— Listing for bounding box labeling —
<<<<

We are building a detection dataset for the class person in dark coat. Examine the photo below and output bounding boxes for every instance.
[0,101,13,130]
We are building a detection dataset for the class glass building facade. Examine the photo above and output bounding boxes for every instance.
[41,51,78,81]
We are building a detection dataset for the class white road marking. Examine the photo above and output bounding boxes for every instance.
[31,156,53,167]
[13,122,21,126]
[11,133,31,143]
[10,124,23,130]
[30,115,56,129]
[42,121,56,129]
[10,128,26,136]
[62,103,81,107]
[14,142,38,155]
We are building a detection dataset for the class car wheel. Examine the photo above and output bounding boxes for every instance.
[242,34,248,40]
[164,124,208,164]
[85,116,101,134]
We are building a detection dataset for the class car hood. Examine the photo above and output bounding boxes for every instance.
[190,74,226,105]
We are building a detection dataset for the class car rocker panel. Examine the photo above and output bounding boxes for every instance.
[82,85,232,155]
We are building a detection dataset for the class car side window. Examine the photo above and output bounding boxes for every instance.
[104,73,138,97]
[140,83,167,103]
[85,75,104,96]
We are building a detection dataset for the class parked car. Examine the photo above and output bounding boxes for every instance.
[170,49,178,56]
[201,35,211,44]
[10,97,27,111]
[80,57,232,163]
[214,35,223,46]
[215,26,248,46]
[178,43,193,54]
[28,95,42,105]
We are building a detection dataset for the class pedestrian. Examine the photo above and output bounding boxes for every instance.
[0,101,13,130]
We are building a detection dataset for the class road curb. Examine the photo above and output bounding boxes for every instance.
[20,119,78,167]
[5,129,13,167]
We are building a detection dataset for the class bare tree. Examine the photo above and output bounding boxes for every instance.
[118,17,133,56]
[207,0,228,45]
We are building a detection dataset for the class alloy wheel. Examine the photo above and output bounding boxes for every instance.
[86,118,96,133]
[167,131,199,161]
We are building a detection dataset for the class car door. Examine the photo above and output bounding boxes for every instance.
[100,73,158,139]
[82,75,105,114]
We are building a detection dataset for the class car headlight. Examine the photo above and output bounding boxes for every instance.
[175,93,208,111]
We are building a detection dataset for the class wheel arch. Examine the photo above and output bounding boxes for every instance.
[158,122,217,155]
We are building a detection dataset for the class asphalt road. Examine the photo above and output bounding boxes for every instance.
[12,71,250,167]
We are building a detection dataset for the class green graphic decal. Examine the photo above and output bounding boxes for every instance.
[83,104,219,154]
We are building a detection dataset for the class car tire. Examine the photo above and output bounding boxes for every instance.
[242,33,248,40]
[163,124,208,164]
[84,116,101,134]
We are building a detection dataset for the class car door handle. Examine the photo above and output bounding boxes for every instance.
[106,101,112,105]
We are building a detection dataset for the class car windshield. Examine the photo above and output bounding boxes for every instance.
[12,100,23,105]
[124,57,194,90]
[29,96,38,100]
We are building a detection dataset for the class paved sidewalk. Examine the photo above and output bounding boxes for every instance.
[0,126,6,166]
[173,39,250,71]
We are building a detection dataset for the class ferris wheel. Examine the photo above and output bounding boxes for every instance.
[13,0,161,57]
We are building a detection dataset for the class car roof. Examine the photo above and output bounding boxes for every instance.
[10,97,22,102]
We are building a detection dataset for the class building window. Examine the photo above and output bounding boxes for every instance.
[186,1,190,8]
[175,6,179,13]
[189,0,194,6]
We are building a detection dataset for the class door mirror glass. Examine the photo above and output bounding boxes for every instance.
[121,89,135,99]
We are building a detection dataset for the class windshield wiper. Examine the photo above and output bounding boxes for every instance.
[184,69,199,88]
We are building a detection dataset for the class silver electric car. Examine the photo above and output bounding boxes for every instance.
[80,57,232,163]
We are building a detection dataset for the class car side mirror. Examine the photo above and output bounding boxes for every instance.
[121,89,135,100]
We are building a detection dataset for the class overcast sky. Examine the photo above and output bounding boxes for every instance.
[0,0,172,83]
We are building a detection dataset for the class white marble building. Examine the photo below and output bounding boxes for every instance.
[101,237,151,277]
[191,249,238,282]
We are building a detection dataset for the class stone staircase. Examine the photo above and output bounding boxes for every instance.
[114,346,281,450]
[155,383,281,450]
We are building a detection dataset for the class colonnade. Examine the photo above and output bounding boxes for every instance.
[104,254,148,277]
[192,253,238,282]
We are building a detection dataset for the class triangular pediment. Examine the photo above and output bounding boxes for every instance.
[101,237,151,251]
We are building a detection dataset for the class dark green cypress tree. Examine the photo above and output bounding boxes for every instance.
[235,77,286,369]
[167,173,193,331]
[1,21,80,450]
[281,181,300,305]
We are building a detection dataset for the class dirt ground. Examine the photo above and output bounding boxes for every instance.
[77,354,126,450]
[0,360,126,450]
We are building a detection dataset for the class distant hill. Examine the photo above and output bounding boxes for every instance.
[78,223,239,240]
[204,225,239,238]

>>>>

— Task brief —
Scale the listing from its start through the line containing "[190,74,226,105]", both ends included, by rewriting every line, requests too, with each bounding box coordinate multiplied by 1.25 and rounded to a whole number, halves going up. Leave the numbers in the requests unchanged.

— Problem solution —
We are building a detection dataset for the class person in dark coat. Examine the photo below and output bounding boxes for every instance.
[0,126,16,163]
We are building a detection dataset for the class glass building facade. Examine the photo above and output bounding boxes for every instance.
[51,64,98,101]
We are building a detection dataset for the class white road marking. Examine the photo above and output bounding boxes for every instance.
[39,195,66,209]
[16,153,26,158]
[14,166,39,179]
[13,155,29,163]
[38,144,70,161]
[53,151,70,161]
[13,160,33,170]
[78,129,101,134]
[18,178,48,194]
We are building a detection dataset for the class car wheel. Examine the photo above and output bounding boxes for every instance.
[303,43,310,50]
[205,155,260,205]
[106,145,126,168]
We are building a detection dataset for the class car hood. Examine the photo above and output bounding boxes for every instance.
[238,93,283,131]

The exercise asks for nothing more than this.